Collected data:
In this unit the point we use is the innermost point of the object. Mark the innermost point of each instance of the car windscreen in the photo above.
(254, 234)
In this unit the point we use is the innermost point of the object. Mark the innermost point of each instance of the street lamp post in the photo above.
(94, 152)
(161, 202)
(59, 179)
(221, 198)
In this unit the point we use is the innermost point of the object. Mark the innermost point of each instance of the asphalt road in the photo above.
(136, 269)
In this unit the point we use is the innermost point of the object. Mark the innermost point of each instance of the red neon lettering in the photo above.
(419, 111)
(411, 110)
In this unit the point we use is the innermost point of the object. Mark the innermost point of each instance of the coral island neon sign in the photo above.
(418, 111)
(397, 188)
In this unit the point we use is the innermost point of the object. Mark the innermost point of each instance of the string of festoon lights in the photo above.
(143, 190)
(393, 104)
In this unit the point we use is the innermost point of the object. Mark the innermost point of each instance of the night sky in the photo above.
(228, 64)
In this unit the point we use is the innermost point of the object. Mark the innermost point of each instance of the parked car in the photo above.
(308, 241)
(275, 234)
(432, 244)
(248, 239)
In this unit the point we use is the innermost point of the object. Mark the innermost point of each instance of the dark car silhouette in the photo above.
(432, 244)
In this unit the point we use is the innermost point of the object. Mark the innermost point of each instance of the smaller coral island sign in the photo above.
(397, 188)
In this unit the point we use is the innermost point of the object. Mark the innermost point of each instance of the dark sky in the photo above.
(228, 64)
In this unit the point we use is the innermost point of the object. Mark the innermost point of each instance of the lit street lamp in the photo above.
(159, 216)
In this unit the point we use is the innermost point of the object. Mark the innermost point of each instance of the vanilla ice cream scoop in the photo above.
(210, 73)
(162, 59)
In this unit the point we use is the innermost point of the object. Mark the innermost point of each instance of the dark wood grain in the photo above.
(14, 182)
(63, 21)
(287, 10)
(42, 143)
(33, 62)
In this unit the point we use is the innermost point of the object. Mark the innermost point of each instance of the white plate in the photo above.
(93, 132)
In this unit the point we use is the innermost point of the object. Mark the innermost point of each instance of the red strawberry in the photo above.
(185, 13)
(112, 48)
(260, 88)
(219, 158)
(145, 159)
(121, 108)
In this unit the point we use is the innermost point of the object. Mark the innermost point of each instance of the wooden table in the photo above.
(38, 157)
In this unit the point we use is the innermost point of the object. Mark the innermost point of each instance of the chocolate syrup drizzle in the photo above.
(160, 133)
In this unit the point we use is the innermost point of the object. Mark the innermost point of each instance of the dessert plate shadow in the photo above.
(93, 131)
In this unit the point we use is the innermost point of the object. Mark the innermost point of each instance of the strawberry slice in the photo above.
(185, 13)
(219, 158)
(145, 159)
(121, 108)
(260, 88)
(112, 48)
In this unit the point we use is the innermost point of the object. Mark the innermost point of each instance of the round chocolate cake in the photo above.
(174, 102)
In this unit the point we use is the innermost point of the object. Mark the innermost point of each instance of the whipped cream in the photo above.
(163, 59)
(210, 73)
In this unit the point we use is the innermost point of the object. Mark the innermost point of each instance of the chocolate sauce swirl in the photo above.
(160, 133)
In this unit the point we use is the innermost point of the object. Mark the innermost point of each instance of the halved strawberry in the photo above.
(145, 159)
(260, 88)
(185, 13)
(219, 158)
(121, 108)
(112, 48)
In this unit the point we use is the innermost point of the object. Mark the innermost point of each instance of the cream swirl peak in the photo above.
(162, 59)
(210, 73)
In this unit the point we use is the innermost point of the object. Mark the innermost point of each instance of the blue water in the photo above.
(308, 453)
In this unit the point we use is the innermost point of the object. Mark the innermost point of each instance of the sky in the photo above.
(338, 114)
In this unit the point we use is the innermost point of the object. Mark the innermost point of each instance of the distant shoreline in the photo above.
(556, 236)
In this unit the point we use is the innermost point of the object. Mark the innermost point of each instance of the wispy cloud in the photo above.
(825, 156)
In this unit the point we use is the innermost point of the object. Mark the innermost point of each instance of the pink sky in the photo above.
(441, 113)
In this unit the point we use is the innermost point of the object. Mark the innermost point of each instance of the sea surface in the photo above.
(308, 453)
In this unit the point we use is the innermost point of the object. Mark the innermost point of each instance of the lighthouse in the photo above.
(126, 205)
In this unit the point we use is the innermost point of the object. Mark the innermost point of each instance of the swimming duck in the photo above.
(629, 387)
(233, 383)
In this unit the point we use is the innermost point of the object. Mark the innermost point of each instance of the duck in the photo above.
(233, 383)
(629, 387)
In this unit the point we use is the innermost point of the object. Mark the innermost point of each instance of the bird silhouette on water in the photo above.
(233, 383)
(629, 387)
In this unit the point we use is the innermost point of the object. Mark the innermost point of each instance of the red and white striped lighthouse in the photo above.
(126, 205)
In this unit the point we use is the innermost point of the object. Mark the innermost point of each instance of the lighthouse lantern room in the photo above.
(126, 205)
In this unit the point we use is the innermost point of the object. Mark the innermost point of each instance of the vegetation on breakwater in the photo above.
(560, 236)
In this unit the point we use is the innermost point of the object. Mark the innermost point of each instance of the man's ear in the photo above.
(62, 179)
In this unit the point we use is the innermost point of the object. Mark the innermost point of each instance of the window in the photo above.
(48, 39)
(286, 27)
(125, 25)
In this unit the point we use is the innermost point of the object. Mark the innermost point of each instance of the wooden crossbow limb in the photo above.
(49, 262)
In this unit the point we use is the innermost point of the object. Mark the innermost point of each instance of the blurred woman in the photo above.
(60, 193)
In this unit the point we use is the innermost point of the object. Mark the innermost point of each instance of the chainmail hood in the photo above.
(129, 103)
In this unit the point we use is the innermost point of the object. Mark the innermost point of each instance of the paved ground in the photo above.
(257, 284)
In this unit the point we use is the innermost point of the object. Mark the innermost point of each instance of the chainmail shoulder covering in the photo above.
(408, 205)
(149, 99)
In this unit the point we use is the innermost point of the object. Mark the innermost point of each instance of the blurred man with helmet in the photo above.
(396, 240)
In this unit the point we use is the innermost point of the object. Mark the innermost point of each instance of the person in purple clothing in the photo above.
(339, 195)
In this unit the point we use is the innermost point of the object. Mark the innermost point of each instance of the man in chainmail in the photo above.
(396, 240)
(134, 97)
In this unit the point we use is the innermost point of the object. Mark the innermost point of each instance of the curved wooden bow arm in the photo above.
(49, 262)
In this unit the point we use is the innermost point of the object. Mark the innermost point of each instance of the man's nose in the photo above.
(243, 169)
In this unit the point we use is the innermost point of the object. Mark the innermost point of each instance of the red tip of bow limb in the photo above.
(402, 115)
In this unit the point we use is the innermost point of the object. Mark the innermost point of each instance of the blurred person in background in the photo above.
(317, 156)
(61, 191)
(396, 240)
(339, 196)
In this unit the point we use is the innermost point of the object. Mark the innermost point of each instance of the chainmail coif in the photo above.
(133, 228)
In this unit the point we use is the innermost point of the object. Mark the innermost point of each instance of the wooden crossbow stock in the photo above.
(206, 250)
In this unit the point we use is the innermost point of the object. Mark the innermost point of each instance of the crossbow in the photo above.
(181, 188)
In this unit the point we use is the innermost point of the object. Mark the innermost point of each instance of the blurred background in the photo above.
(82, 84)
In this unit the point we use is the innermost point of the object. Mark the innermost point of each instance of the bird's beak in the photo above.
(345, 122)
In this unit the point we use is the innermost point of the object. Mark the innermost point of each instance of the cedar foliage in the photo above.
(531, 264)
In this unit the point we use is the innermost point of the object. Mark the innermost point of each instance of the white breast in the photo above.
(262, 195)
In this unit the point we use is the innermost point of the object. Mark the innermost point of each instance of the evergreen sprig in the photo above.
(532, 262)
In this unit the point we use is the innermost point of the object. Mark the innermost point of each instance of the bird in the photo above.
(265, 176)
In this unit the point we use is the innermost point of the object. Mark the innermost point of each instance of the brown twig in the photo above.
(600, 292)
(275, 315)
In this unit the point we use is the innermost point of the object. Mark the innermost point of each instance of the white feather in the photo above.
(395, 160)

**EXERCISE DESCRIPTION:** From the line with "foliage in the photo above." to the last line of the material, give every line again exactly, and only those lines.

**RESPONSE FOR THIS EXERCISE:**
In this unit the point we use is the innermost point of the object. Mark the innermost point of each instance of the cedar foliage in the photo above.
(531, 264)
In this unit the point we use is the innermost point of the object. Mark the innermost point of each instance of the white breast in the photo above.
(262, 195)
In this unit the point we use is the innermost point of the object. Mark the innermost point of each instance of the evergreen sprig in the photo above.
(532, 262)
In this unit the point we use is the innermost point of the object. Mark the innermost point of each instance of the bird in the photo above.
(265, 176)
In this unit the point we use is the innermost point of the object. Mark the innermost point of each instance of the brown twig in the photo above.
(600, 292)
(275, 315)
In this unit the point we use is the innermost point of the object. Mark the innermost point of each instance of the white feather in the photo above.
(395, 160)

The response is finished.